Source text
He was one floor up in the anthropology department and he was the first US academic to study Bigfoot and at the time they thought it was a remnant of Gigantopithecus, this very large ancient primate that was discovered in China. They only had, I think, a jaw. And based on the jaw, they extrapolated the size and it went extinct millions and millions of years ago, and there's no evidence it came to North America, but people were thinking maybe it's a relic of Gigantopithecus, and I, you can understand the logic there, but Kara, back in the 80s, That just for academics to mention something like Bigfoot would cause them a lot of grief in their departments, [00:35:00] maybe lack of promotion because it would be considered like weird and anyone who had seen it since the fifties in the U.

  1. or earlier. I mean, back then they thought they were, they called them escaped gorillas. They didn't know what else to call them. Wild men, um, The cowboys had names from mountain devils,

Kara Gooodwin: Hmm.

Dr. Simeon Hein: then Native Americans, uh, had their own names for them, and the Native Americans said they would trade with them. So it doesn't really sound like an animal anymore.

And when you bring in all these paranormal, quote unquote, effects, of the sense of space time distortion, mental confusion, invisibility, orbs, and This sort of ability to project sound in a very directed way. It just seems it's something actually more evolved than we are.

our paranormal. It's something how these creatures exist and it, it involves other types of science than we're, we're exposed to.

We're used to.

Kara Gooodwin: I love how you have, um, that scientific [00:36:00] approach that you're talking about where it's like, okay, what's the common denominator here? And you've got that space time anomaly, the, the confusion and so forth. Something that you said with Bigfoot that caught my attention is that they would, um, well, all of it caught my attention to be honest, but, but the telepathy and that, um, it's a known phenomenon that they will. Project into people's minds when they want them to come out. And then you've got the other story of the man in the tent and he like drags him, you know, to, to say the least, um, out of the tent is, are there, is there any speculation about why they would want certain people out? Like, what is the motivation?

Dr. Simeon Hein: It's a really good question. They seem to like to, they seem to enjoy meeting people.

Kara Gooodwin: Is there like a certain type of. Have you come across that? Like they're drawn to certain types of [00:37:00] people or?

Dr. Simeon Hein: I can't quite figure it out. It can be hostile too, so you have to be careful. They're known to take people back to their places, even children. And they don't necessarily harm them. Sometimes they just, I've talked to people who've spent time around them as kids in Utah. They never, this person actually thought of writing a book about it and then burnt it, burnt the book.

They just shredded it. They thought people aren't ready for this. But I've heard these stories. I've talked to people on the Navajo Reservation. That they would take children and just feed them and take care of them and bring them back out of perhaps out of curiosity

Kara Gooodwin: And was it like a, did it seem as though they were taking them to a different dimension or was it a third dimensional,

Dr. Simeon Hein: Hard to say it's hard to say where they are but they you do report this in dream times people start having dreams about them [00:38:00] and They incur it want you to come outside and I haven't, I don't have enough information to follow up on the people that did go outside. I mean, I know people that have very, you know, affirming positive relations with the Sasquatch in their backyards and where they live, people in remote parts of Oregon and Washington state who are used to having them around.

Given data
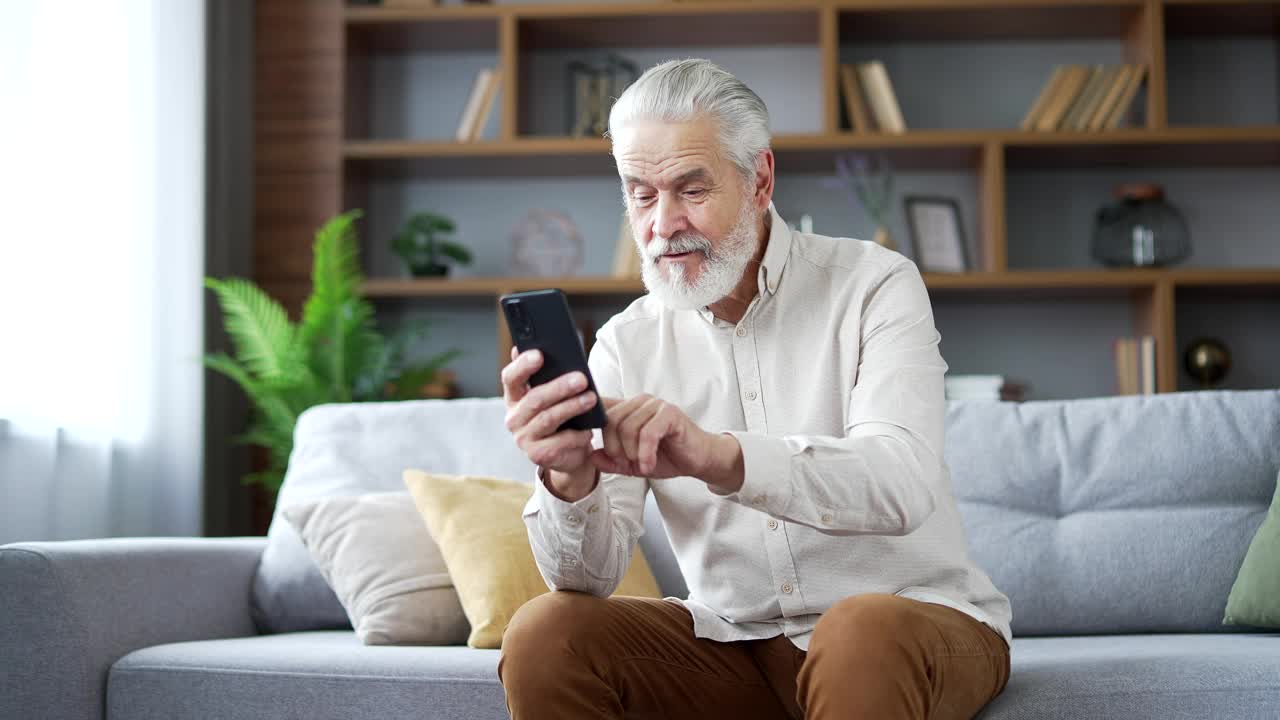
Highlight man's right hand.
[502,347,595,500]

Tasks to perform
(A) List every effect that Dr. Simeon Hein names among the "paranormal, quote unquote, effects" in the Bigfoot interview.
(B) Pick up the Bigfoot interview after its final sentence and keep it going.

Solved tasks
(A)
- space time distortion
- mental confusion
- invisibility
- orbs
- the ability to project sound in a very directed way

(B)
And there's this gifting relationship where you

Kara Gooodwin: with apples?

Dr. Simeon Hein: And they leave crystals and, you know, little field mice wrapped in grass and things like this.

Kara Gooodwin: Is there something also with arches where they bend branches into arches?

Dr. Simeon Hein: so. They, they mark their, they, they do something with this branches and tree structures. There's a wide range of, it's a very complex topic. There's a wide range of relationships between human and Sasquatch. I mean, [00:39:00] some are beneficial and some are completely hostile going back to native American lore.

We shouldn't be too sanguine about it. We want them to be friendly forest giants, but some of them are, are pretty aggressive. And they're, they don't like people, but there are others that do. And I've read many encounters of them, uh, rescuing people in dangerous situations, moving people's tents in a good way during blizzards, where the people said they were, they would have been covered in snow if the Sasquatch hadn't moved the tent while they're in it.

I mean, literally dragged the tent to another better location. They do all sorts of stuff out there. Um, uh, they, they can rescue people who've been lost, people who are injured out in the woods. I've heard stories of them carrying people back to their relatives homes. from Native Americans after an injury, after being thrown off a horse, things like this.[00:40:00]

In fact, the very first case I heard about this that started getting my mind thinking was at a UFO conference outside of Scottsdale. I think it's Fountain Hills, uh, Native American reservation there, to the east of Scottsdale, Arizona. And this fellow said, Sim, Sim, you ought to look at this topic. My grant, my aunt was thrown off a horse during a race, and uh, Sasquatch, she said something big.

Picked her up, big and hairy, and moved her off the trail to safety. And, uh, I, again, it didn't quite click. I couldn't, I didn't have a box to put this in at the UFO conference. It's getting, what are. What are Sasquatch doing in my UFO conference? How's it, you know, but there's this connection, people see them in the same area that researcher Stan Gordon from Pennsylvania has written extensively about this, his book is called silent invasion, the UFOs Bigfoot connection from the seventies, the seventies wave, early seventies in Pennsylvania.

So there is this connection. And, uh, part of it is Kara that we're all [00:41:00] very boxed into the. We have these mental categories that we feel comfortable with. Even people that research paranormal topics, non ordinary science topics can get boxed in and you think, you know, I don't want UFOs at my Sasquatch conference because it's an ape.

It has nothing to do with, that's how bigfoot researchers feel me. I don't want to hear about paranormal. I'm told that some of those organizations edit out anything that's. Sounds like paranormal or quantum mechanics from the witness reports. The witnesses will talk about this and it won't be in the final.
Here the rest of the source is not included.